▸ STATED TASK: Copy out the records below, replacing each "single pin" with "single marker" and leaving every other word unchanged.

Stored items
--- START ---

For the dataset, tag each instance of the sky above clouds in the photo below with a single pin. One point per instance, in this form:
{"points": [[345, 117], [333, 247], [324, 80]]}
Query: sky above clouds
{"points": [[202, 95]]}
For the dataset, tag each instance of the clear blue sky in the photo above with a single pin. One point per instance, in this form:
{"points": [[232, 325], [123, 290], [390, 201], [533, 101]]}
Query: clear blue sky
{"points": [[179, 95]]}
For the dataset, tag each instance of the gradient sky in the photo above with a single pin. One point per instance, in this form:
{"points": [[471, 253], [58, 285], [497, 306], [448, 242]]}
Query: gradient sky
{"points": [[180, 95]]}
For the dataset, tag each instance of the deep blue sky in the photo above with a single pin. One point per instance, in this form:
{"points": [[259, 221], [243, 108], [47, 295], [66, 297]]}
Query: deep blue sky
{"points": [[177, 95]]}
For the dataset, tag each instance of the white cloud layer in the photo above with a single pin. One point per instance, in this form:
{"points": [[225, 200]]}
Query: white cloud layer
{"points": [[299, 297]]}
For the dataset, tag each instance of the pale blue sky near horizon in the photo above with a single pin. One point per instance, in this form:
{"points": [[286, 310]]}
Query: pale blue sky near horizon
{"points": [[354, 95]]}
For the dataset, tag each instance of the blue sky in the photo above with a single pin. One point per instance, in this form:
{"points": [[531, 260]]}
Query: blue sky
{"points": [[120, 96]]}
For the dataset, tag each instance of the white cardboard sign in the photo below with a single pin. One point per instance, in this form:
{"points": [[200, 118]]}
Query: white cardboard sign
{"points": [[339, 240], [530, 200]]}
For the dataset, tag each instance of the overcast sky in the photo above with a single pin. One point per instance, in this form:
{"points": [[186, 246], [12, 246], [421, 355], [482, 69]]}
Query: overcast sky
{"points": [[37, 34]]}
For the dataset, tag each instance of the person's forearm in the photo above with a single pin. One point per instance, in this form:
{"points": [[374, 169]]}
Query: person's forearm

--- END ---

▸ SOLUTION:
For the dataset, tag each instance of the sky above clouds in the photo below with a single marker. One point per instance, in this form:
{"points": [[345, 117], [333, 247], [324, 80]]}
Query: sky above clouds
{"points": [[202, 95]]}
For the dataset, tag each instance of the clear blue sky in the photo above with a single marker. One point per instance, in this form:
{"points": [[232, 325], [123, 290], [390, 201], [533, 101]]}
Query: clear blue sky
{"points": [[179, 95]]}
For the dataset, tag each instance of the gradient sky in the photo above with a single marker. One point per instance, in this form:
{"points": [[471, 253], [58, 285], [497, 306], [448, 242]]}
Query: gradient sky
{"points": [[180, 95]]}
For the dataset, tag each instance of the deep blue sky in the photo above with a single marker. One point per instance, in this form:
{"points": [[259, 221], [243, 108], [47, 295], [66, 297]]}
Query: deep blue sky
{"points": [[177, 95]]}
For the dataset, tag each instance of the white cloud layer in the photo above with a single marker. One point per instance, in this form:
{"points": [[225, 200]]}
Query: white cloud layer
{"points": [[299, 297]]}
For the dataset, tag each instance of the pale blue sky near horizon in the photo above with a single marker. One point per instance, in this form:
{"points": [[286, 310]]}
Query: pale blue sky near horizon
{"points": [[354, 95]]}
For the dataset, tag each instance of the blue sky in the photo above with a single marker. One point per instance, in this form:
{"points": [[531, 260]]}
Query: blue sky
{"points": [[120, 96]]}
For the dataset, tag each instance of the white cardboard sign in the photo below with a single marker. One point per instance, in this form:
{"points": [[200, 118]]}
Query: white cardboard sign
{"points": [[339, 240], [530, 200]]}
For the dataset, tag each instance of the overcast sky in the photo above with a single marker. One point per instance, in this form:
{"points": [[186, 246], [12, 246], [421, 355], [482, 69]]}
Query: overcast sky
{"points": [[37, 34]]}
For the dataset, tag each instance of the person's forearm in the photo above with a single marker. One point per instance, in this form:
{"points": [[374, 169]]}
Query: person's forearm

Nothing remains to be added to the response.